DOCUMENT SECTION >>
ITEM 3.                  Quantitative and Qualitative Disclosures About Market Risk

 

We are exposed to market risk from changes in interest rates on our variable rate senior debt.  Under certain covenants that are measured periodically, we may be required from time to time to protect ourselves from interest rate fluctuations through the use of derivative rate hedging instruments.  If the borrowing rates under LIBOR were to increase 1% above the current rates as of June 30, 2005, our interest expense on our senior debt would increase by approximately $3.4 million on an annual basis, including any interest expense associated with the use of derivative rate hedging instruments as described below. We do not have significant interest rate risk related to our senior subordinated notes, which have a fixed interest rate of 7.625%.

 

As of June 30, 2005, we had a derivative rate hedging transaction in place for a notional amount of $30.0 million that effectively fixes LIBOR at 5.8% and expires in 2008.  The fair value of the rate hedging transaction as of June 30, 2005, based upon current market rates, is included as derivative instruments in other long-term liabilities according to the maturity date of the instrument. Our rate hedging transaction is tied to the three-month LIBOR interest rate, which may fluctuate significantly on a daily basis. The fair value of the hedging transaction is affected by a combination of several factors, including the change in the three-month LIBOR rate and the forward interest rate to

 

45



 

maturity. Any increase in the three-month LIBOR rate and/or the forward interest rate to maturity results in a more favorable valuation, while any decrease in the three-month LIBOR rate and/or forward interest rate to maturity results in a less favorable valuation. The derivative instrument liability as of June 30, 2005 was $1.5 million, which represented a decrease of $0.6 million from the balance as of December 31, 2004. This decrease in liability was due primarily to an increase in the forward interest rate to maturity and an increase in LIBOR rates.

SHORT TASK A >> In the market risk disclosure, what fixed interest rate do the senior subordinated notes carry?

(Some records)
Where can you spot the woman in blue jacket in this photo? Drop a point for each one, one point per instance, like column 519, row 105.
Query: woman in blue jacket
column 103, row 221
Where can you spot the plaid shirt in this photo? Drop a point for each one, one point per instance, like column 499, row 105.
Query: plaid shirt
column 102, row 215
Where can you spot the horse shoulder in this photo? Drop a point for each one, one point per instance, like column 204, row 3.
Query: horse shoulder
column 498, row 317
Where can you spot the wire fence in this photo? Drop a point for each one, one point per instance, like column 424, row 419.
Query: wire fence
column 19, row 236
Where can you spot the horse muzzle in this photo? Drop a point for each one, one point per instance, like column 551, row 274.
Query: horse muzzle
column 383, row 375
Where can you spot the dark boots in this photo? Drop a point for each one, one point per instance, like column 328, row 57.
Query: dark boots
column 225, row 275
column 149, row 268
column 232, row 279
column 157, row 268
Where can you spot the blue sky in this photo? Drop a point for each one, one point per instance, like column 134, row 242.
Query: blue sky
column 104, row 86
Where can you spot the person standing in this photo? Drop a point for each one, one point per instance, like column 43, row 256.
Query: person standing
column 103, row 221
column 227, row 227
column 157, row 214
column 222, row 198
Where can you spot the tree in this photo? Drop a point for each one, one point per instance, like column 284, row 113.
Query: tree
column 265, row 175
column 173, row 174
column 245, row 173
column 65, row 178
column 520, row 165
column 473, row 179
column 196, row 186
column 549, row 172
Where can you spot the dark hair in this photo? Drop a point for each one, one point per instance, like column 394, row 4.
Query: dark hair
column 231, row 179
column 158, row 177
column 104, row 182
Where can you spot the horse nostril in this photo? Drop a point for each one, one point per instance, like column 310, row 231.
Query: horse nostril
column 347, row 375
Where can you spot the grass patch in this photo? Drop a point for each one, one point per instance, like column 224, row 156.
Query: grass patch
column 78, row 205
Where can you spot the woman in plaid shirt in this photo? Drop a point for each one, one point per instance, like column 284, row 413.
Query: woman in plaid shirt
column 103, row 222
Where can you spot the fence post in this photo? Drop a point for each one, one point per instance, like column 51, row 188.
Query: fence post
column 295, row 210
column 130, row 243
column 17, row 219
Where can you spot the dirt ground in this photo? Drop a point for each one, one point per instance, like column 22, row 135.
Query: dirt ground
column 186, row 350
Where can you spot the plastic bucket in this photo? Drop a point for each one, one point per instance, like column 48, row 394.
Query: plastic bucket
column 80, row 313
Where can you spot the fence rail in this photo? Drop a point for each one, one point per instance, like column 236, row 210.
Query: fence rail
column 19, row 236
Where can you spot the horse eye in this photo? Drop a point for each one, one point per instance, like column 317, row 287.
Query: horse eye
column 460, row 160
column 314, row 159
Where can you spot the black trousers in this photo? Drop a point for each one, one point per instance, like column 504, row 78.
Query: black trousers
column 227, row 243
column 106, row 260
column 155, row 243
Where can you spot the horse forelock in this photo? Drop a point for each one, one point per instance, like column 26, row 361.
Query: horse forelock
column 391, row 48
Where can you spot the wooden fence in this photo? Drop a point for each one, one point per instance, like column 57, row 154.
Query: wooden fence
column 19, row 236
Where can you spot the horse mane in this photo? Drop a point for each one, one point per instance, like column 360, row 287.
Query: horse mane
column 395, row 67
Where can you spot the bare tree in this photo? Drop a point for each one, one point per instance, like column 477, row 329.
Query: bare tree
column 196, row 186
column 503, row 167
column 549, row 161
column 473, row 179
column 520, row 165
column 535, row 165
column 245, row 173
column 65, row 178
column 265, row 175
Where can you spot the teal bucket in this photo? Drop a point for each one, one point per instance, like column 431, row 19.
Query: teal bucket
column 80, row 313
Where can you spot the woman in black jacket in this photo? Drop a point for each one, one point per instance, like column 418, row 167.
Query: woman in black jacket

SHORT TASK B >> Please recast the part of the records that opens with the line containing "Where can you spot the woman in black" and runs through the end of the records as a JSON list of strings, one string per line, with blank lines left out.

EXERCISE SOLUTION A >> 7.625%

EXERCISE SOLUTION B >>
[
  "Where can you spot the woman in black jacket in this photo? Drop a point for each one, one point per instance, like column 418, row 167.",
  "Query: woman in black jacket"
]